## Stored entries

>> Start

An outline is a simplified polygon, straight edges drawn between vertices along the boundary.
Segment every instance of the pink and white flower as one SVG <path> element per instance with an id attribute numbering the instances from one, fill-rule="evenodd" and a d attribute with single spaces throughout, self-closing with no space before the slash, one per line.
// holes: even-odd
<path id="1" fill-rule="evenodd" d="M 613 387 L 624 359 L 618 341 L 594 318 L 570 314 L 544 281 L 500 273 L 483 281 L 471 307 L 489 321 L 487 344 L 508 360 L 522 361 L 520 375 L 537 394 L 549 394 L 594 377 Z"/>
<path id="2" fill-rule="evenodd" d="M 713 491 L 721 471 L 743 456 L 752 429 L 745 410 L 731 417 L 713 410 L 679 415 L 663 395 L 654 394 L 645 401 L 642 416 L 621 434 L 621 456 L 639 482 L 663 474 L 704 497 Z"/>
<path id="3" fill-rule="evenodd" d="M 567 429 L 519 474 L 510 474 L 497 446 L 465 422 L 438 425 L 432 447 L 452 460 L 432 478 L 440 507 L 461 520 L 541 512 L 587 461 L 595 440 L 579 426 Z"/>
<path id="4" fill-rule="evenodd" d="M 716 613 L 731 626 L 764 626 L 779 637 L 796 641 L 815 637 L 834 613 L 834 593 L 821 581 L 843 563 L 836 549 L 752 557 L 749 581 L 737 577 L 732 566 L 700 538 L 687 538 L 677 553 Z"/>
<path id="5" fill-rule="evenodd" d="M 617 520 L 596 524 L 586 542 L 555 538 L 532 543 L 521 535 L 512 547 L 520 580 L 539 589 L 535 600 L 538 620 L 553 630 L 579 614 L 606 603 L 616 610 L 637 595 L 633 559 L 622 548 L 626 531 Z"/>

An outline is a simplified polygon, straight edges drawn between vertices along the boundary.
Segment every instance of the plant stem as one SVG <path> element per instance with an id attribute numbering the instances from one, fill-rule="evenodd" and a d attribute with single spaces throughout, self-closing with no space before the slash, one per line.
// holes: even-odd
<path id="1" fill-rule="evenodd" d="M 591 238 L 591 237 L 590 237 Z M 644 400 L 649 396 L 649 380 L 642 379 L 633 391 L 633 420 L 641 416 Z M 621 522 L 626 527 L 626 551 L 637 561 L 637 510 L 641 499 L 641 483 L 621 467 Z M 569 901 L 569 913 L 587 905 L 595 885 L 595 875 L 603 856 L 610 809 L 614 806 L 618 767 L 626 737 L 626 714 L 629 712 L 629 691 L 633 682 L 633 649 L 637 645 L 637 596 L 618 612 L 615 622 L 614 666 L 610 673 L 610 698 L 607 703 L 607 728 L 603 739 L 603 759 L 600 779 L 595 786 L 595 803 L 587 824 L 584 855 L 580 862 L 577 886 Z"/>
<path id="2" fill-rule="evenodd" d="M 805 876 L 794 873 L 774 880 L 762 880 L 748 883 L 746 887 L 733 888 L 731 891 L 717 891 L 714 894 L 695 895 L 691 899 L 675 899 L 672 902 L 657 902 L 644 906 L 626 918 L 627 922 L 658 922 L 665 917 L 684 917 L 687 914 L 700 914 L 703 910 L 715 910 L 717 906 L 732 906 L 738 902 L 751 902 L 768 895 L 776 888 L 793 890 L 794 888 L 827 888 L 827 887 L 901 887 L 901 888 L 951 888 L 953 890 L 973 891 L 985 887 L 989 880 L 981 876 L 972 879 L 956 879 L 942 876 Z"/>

>> End

## Given task
Convert every line of the entries above into a Markdown table with the columns "No." and "Text", one row per line, numbered in order and leaving out blank lines.

## Final answer
| No. | Text |
|---|---|
| 1 | An outline is a simplified polygon, straight edges drawn between vertices along the boundary. |
| 2 | Segment every instance of the pink and white flower as one SVG <path> element per instance with an id attribute numbering the instances from one, fill-rule="evenodd" and a d attribute with single spaces throughout, self-closing with no space before the slash, one per line. |
| 3 | // holes: even-odd |
| 4 | <path id="1" fill-rule="evenodd" d="M 613 387 L 624 359 L 618 341 L 594 318 L 570 314 L 544 281 L 500 273 L 483 281 L 471 307 L 489 321 L 487 344 L 508 360 L 522 361 L 520 375 L 537 394 L 549 394 L 594 377 Z"/> |
| 5 | <path id="2" fill-rule="evenodd" d="M 713 491 L 721 471 L 743 456 L 752 429 L 745 410 L 731 417 L 713 410 L 679 415 L 663 395 L 654 394 L 645 401 L 642 416 L 621 434 L 621 456 L 639 482 L 663 474 L 704 497 Z"/> |
| 6 | <path id="3" fill-rule="evenodd" d="M 567 429 L 519 474 L 510 474 L 497 446 L 465 422 L 438 425 L 432 447 L 452 460 L 432 478 L 440 507 L 461 520 L 541 512 L 587 461 L 595 440 L 579 426 Z"/> |
| 7 | <path id="4" fill-rule="evenodd" d="M 716 613 L 731 626 L 764 626 L 779 637 L 796 641 L 815 637 L 834 613 L 834 593 L 821 581 L 843 563 L 836 549 L 752 557 L 749 581 L 737 577 L 732 566 L 700 538 L 687 538 L 677 553 Z"/> |
| 8 | <path id="5" fill-rule="evenodd" d="M 617 520 L 596 524 L 586 542 L 555 538 L 532 543 L 521 535 L 512 547 L 520 580 L 539 589 L 535 600 L 538 620 L 553 630 L 579 614 L 606 603 L 616 610 L 637 595 L 633 559 L 622 548 L 626 531 Z"/> |
| 9 | An outline is a simplified polygon, straight edges drawn between vertices along the boundary. |
| 10 | Segment every instance of the plant stem as one SVG <path> element per instance with an id attribute numbering the instances from one, fill-rule="evenodd" and a d attribute with single spaces throughout, self-closing with no space before the slash, one per line. |
| 11 | // holes: even-odd |
| 12 | <path id="1" fill-rule="evenodd" d="M 591 238 L 591 237 L 590 237 Z M 644 400 L 649 396 L 649 380 L 642 379 L 633 391 L 633 420 L 641 416 Z M 621 522 L 626 527 L 626 551 L 637 561 L 637 510 L 641 499 L 641 483 L 621 467 Z M 569 901 L 569 913 L 587 905 L 595 885 L 595 875 L 603 856 L 610 809 L 614 806 L 618 767 L 626 737 L 626 714 L 629 712 L 629 691 L 633 682 L 633 649 L 637 645 L 637 596 L 618 612 L 615 622 L 614 666 L 610 673 L 610 698 L 607 703 L 607 728 L 603 739 L 603 759 L 600 779 L 595 786 L 595 803 L 587 824 L 584 855 L 580 862 L 577 886 Z"/> |
| 13 | <path id="2" fill-rule="evenodd" d="M 805 876 L 794 873 L 774 880 L 762 880 L 748 883 L 746 887 L 733 888 L 731 891 L 717 891 L 714 894 L 695 895 L 691 899 L 675 899 L 672 902 L 657 902 L 644 906 L 626 918 L 627 922 L 658 922 L 665 917 L 684 917 L 687 914 L 700 914 L 703 910 L 715 910 L 717 906 L 732 906 L 738 902 L 751 902 L 768 895 L 776 888 L 793 890 L 794 888 L 827 888 L 827 887 L 901 887 L 901 888 L 951 888 L 953 890 L 973 891 L 985 887 L 989 880 L 981 876 L 972 879 L 956 879 L 942 876 Z"/> |